Retype every one of the rows below word for word, without changing a single line.

Point-based annotation data
*****
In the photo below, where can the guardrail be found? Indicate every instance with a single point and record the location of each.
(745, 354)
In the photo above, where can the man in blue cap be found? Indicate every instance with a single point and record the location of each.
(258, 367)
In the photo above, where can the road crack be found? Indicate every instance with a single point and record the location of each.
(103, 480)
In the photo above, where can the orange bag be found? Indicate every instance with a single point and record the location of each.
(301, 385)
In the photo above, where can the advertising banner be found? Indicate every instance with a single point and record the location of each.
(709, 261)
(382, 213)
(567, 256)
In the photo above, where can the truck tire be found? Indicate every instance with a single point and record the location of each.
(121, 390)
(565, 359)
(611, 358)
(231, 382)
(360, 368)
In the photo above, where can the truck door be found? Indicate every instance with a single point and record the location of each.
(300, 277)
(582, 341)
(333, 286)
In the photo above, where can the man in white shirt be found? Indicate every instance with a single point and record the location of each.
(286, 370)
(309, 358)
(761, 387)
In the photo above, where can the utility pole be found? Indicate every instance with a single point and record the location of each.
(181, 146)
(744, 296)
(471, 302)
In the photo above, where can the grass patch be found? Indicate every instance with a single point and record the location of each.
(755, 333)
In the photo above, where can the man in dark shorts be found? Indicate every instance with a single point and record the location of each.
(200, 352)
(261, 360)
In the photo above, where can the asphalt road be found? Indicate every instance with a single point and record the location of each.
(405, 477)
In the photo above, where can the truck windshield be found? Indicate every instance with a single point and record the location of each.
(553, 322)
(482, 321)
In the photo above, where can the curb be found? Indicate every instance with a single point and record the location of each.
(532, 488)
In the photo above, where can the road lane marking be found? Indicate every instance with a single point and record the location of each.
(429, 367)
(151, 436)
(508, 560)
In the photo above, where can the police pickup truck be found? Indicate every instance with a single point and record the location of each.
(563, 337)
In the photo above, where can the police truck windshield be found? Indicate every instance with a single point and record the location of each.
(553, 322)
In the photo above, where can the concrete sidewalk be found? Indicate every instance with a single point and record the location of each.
*****
_Task answer_
In the photo below, where can the guardrail be found? Indicate every instance with a single point and record the location of each.
(745, 354)
In the photo above, where can the man in blue cap be found? Indicate every instance with a single point and record the location of each.
(258, 367)
In the photo above, where can the road crack be found? Indicate every instance with a single point and record the location of each.
(103, 480)
In the photo above, where can the orange bag be found? Indicate every instance with a single point and record the location of each.
(301, 385)
In the photo above, where can the advertising banner be found? Indicate every instance with a single point and record the location of each.
(709, 261)
(382, 213)
(567, 256)
In the photo above, where can the truck tire be found? Indicate every instance with a single point and record the location of each.
(121, 390)
(565, 359)
(611, 358)
(231, 382)
(360, 368)
In the photo above, where can the truck door be found? Indicate every instance with a single point and record the location of each.
(300, 277)
(582, 341)
(333, 286)
In the photo above, where can the man in white shirt be found? Indicate every instance with a single point and record the location of each.
(286, 370)
(309, 358)
(761, 387)
In the photo above, where can the utility pole be found? Indicate every instance with a single point and record the location of each.
(181, 146)
(744, 296)
(471, 302)
In the photo above, where can the grass patch be found? Indicate every instance with a single point and record the location of each.
(755, 333)
In the photo above, where can the man in dark shorts be found? Indicate every instance with a single point and record the location of each.
(200, 352)
(261, 360)
In the photo above, where can the asphalt road be found? Indicate every instance with a single point and record the location of each.
(405, 477)
In the photo above, where can the truck windshield be found? Indicate every instance with a single point and record the location of each.
(553, 322)
(482, 321)
In the photo above, where can the curb be found? Indicate every instance with a single point and record the location of each.
(532, 488)
In the photo above, where can the road lane marking be found? Indicate every instance with a single point and record the location of each.
(429, 367)
(151, 436)
(508, 560)
In the photo above, where can the police pickup truck be found? Indicate every instance with a single point and record the location of each.
(563, 337)
In the photo above, where can the police truck windshield be found? Indicate every instance with a single point and record the location of each.
(553, 322)
In the photo above, where can the concrete sidewalk be found? Indicate every instance with a single point and record the location of each.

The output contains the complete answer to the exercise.